____ Selected passage
# Gibson Les Paul 60s VOS



## Marion (Mar 29, 2016)

I think this is a reasonable price even with the refret. 









Kijiji - Buy, Sell & Save with Canada's #1 Local Classifieds


Visit Kijiji Classifieds to buy, sell, or trade almost anything! New and used items, cars, real estate, jobs, services, vacation rentals and more virtually anywhere.




www.kijiji.ca















Sent from my iPhone using Tapatalk


----------



## Diablo (Dec 20, 2007)

@Glenn-Whiffen


----------



## numb41 (Jul 13, 2009)

That’s a very good price.


----------



## 2manyGuitars (Jul 6, 2009)

I don’t need it, but I’m tempted.


----------



## KHaigB (Oct 31, 2020)

nice!


----------



## Westhaver (Jul 26, 2015)

Wish that one was local.


----------



## 2manyGuitars (Jul 6, 2009)

Westhaver said:


> Wish that one was local.


Funny...
I’m wishing it _wasn’t_. 😆


----------



## BlueRocker (Jan 5, 2020)

Do it.


----------



## Canadianbass (Feb 24, 2021)

Iirc, 2012 was the year Gibson used two piece fingerboards. 2013 and on was back to 1 piece.


----------



## 2manyGuitars (Jul 6, 2009)

BlueRocker said:


> Do it.


C’mon…
You know that doesn’t actually work unless you dig up the Ben Stiller gif.


----------



## GeorgeMich (Jun 6, 2013)

This one is still listed. Really surprised at that. Maybe there is more than meets the eye and it’s priced right.


----------



## sulphur (Jun 2, 2011)

Sounds lke the neck is like a banana, probable signs of neglect.
I wonder if that's why the binding is splitting by the frets.


----------



## Diablo (Dec 20, 2007)

sulphur said:


> Sounds lke the neck is like a banana, probable signs of neglect.
> I wonder if that's why the binding is splitting by the frets.


ya, a refret is weird on an otherwise new looking guitar.


----------



## 2manyGuitars (Jul 6, 2009)

Plus, the kind of buyer looking at a Custom Shop Historic reissue is probably also the same type turned off by stainless steel frets on a ‘60 VOS.


----------
________
**Tasks and exercises:**
1. In the Les Paul thread, shorten the paragraph that begins "Iirc, 2012 was the year" into a two-item list that keeps its main facts.
2. Return the part of the Les Paul thread from "ya, a refret" to "on a ‘60 VOS.", copied word for word.
The lines after this point come from a different source.
____ Data records
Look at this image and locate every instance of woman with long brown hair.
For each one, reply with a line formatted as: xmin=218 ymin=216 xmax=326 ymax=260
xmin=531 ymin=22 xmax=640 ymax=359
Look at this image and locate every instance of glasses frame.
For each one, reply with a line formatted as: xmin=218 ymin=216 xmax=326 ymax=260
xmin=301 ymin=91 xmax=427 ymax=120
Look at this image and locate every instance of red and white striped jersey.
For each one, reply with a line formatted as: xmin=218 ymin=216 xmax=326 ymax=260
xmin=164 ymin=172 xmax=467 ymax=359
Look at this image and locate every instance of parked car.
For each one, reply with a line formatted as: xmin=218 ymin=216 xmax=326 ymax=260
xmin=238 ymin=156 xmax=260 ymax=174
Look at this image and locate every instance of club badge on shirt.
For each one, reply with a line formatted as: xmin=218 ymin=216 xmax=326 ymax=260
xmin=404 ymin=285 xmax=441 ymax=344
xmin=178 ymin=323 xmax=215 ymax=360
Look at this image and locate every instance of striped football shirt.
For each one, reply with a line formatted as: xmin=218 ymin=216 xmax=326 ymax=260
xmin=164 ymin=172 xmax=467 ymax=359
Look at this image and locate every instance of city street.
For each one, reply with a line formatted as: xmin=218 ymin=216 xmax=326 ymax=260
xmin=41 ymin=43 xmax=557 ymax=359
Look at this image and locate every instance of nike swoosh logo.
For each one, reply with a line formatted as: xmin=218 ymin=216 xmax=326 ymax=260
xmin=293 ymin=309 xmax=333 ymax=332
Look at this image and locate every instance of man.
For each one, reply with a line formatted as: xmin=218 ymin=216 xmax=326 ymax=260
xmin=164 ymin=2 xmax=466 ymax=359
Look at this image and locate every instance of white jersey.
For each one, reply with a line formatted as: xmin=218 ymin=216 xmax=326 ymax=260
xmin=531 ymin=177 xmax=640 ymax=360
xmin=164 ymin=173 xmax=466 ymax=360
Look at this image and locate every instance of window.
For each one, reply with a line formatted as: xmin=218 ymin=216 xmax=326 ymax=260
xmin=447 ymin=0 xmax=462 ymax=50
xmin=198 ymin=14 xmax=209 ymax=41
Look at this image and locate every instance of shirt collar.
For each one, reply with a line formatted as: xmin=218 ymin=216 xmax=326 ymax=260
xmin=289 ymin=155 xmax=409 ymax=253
________
**Solved problems:**
1.
- 2012: Gibson used two-piece fingerboards (if recalled correctly).
- 2013 onward: back to one-piece fingerboards.

2.
ya, a refret is weird on an otherwise new looking guitar.


----------



## 2manyGuitars (Jul 6, 2009)

Plus, the kind of buyer looking at a Custom Shop Historic reissue is probably also the same type turned off by stainless steel frets on a ‘60 VOS.